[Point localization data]
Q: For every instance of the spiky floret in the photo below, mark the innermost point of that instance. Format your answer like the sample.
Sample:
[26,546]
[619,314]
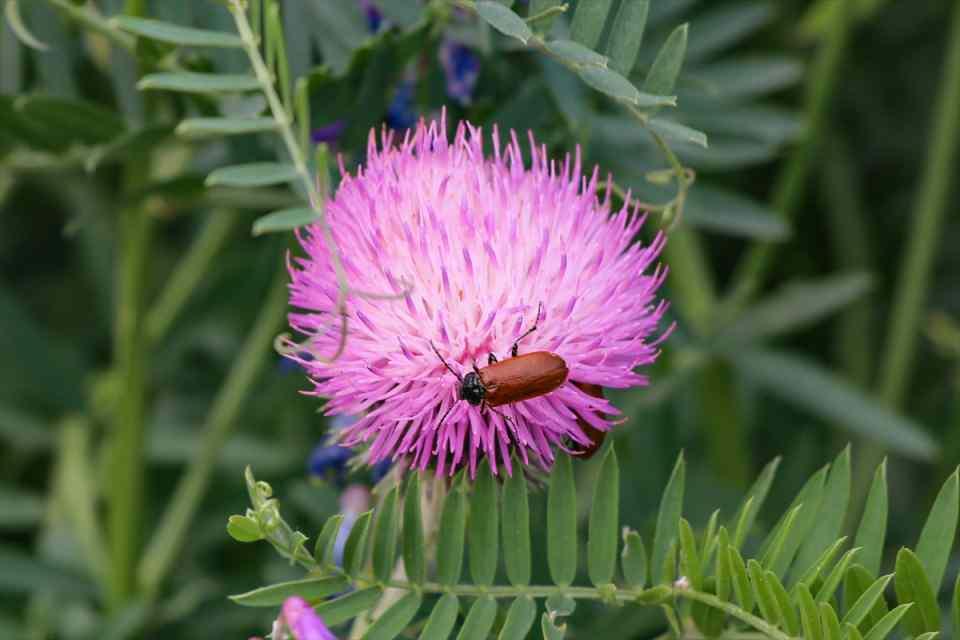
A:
[476,244]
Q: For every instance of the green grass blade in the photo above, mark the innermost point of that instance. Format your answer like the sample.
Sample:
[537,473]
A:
[479,619]
[515,527]
[562,523]
[520,618]
[391,623]
[668,518]
[484,529]
[453,522]
[413,560]
[385,537]
[936,539]
[442,618]
[912,585]
[604,522]
[873,524]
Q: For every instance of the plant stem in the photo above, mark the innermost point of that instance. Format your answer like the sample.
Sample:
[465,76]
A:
[285,122]
[925,236]
[190,272]
[791,183]
[166,544]
[125,492]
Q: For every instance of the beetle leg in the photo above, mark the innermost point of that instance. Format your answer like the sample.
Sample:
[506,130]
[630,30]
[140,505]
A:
[515,349]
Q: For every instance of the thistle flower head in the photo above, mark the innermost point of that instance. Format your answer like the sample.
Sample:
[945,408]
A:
[475,245]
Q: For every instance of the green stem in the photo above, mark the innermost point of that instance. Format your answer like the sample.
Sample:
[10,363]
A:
[166,544]
[125,492]
[192,270]
[925,237]
[792,181]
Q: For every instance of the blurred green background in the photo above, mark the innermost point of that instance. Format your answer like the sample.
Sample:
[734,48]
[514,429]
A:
[825,155]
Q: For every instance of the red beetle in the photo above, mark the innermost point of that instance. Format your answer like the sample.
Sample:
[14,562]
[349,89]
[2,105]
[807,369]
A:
[512,380]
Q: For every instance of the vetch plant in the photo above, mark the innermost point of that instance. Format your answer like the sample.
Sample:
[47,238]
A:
[719,578]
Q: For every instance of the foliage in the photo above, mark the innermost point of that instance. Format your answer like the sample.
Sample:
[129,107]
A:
[137,138]
[718,580]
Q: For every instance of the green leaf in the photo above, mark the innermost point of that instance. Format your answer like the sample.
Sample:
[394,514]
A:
[355,549]
[255,174]
[339,610]
[562,523]
[676,132]
[742,523]
[887,623]
[175,34]
[520,618]
[393,621]
[243,529]
[19,28]
[453,522]
[284,220]
[912,586]
[576,53]
[484,529]
[832,581]
[73,120]
[588,21]
[189,82]
[763,593]
[413,542]
[197,128]
[634,560]
[788,614]
[936,539]
[798,305]
[442,618]
[604,520]
[516,529]
[865,603]
[830,516]
[668,517]
[741,583]
[504,20]
[820,392]
[813,573]
[327,539]
[626,35]
[308,589]
[666,67]
[873,524]
[690,561]
[616,86]
[479,619]
[385,536]
[809,614]
[955,608]
[781,547]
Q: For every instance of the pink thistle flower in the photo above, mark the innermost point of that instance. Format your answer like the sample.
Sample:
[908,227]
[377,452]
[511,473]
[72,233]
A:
[478,243]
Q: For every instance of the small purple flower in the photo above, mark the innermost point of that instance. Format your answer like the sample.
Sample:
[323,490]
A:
[401,114]
[372,13]
[298,621]
[461,67]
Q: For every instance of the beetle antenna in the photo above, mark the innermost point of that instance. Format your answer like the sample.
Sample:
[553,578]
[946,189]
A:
[536,323]
[459,377]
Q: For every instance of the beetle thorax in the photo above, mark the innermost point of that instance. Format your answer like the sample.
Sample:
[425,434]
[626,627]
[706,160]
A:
[472,389]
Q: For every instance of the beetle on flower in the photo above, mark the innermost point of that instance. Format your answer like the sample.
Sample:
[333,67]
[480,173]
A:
[475,244]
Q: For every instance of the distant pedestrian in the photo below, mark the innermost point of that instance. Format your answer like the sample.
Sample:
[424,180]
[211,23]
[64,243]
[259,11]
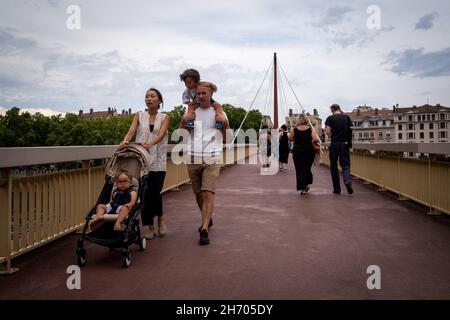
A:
[265,146]
[284,148]
[303,153]
[338,126]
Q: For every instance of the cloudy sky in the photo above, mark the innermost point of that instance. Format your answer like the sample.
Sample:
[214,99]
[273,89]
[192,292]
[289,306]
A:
[326,49]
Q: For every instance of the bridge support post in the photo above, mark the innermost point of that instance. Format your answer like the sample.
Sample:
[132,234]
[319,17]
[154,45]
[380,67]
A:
[5,221]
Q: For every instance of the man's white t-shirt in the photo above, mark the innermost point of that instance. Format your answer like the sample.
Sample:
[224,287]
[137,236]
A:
[205,139]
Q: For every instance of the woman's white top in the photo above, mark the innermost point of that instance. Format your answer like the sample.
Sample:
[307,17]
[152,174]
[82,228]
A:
[158,152]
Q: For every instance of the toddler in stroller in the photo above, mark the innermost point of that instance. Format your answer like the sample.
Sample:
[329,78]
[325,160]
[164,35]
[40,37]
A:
[114,221]
[122,200]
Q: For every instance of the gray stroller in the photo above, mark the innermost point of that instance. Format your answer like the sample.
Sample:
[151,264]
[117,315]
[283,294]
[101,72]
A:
[135,159]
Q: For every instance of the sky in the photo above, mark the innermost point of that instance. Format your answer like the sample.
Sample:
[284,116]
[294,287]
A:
[60,56]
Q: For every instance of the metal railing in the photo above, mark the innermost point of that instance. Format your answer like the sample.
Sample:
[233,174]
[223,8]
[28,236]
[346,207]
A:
[426,181]
[40,207]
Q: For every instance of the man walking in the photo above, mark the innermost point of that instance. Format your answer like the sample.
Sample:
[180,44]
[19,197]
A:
[205,156]
[338,126]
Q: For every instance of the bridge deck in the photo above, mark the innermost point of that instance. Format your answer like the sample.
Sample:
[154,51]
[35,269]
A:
[266,243]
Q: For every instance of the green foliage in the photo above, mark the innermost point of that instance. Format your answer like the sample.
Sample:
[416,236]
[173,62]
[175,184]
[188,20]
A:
[236,116]
[26,130]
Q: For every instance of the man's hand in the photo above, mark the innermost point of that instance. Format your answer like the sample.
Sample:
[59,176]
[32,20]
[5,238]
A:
[147,144]
[123,144]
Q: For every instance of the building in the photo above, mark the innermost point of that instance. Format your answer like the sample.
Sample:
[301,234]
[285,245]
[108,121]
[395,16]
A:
[372,124]
[426,123]
[111,112]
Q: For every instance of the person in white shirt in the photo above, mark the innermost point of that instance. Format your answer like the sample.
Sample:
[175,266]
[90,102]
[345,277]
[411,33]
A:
[191,79]
[150,128]
[205,155]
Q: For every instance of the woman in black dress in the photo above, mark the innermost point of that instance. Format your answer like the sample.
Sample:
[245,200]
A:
[303,153]
[284,148]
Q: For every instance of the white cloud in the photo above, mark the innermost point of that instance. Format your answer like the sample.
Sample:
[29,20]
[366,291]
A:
[326,50]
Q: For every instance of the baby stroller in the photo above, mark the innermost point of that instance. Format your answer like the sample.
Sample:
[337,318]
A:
[135,159]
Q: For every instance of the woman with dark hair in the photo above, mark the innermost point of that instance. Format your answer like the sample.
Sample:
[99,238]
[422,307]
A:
[150,128]
[303,153]
[283,148]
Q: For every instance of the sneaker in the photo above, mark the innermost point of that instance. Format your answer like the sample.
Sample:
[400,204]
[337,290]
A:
[189,124]
[150,235]
[348,185]
[204,239]
[209,226]
[162,229]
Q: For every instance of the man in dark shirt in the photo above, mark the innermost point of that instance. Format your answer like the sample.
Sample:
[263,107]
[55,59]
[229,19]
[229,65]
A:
[338,126]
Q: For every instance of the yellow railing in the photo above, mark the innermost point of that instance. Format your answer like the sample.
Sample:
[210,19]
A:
[424,181]
[40,208]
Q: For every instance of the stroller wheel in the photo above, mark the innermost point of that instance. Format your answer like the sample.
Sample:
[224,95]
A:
[126,258]
[81,257]
[143,244]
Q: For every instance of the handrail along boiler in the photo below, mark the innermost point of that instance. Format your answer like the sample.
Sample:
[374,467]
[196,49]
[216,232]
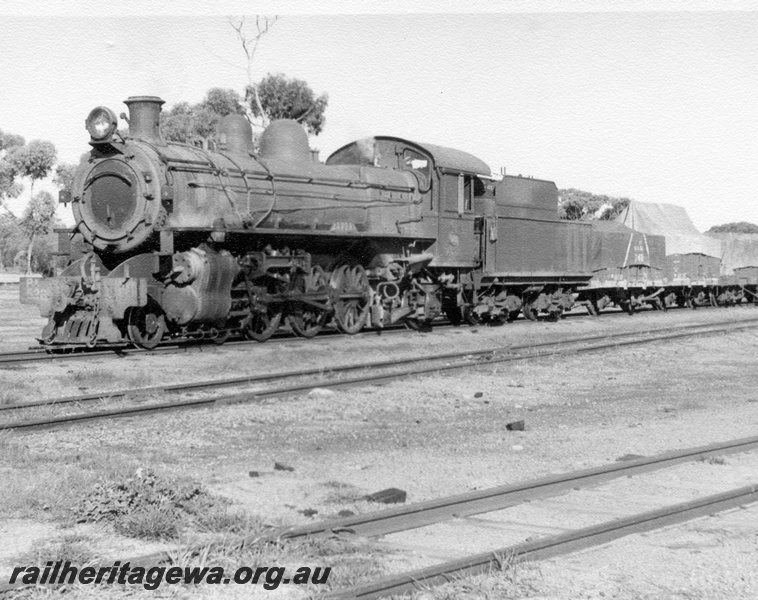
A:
[175,241]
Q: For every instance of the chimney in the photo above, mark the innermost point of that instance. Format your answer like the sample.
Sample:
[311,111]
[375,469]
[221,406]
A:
[144,118]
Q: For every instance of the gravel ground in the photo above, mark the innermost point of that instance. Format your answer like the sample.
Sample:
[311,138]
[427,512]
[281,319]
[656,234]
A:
[432,436]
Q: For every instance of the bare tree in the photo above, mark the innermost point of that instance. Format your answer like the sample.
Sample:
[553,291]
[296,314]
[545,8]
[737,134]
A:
[250,42]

◆ The problem:
Lines above with the string "thistle" need to be found and copied.

◆ Task result:
Q: For every instance of the thistle flower head in the photo above, mark the innermost point of that instance. Format your answer like the sample.
Q: For every instance of the pink thistle flower in the photo above, mark the innermost point of that instance. Format your answer like the sample.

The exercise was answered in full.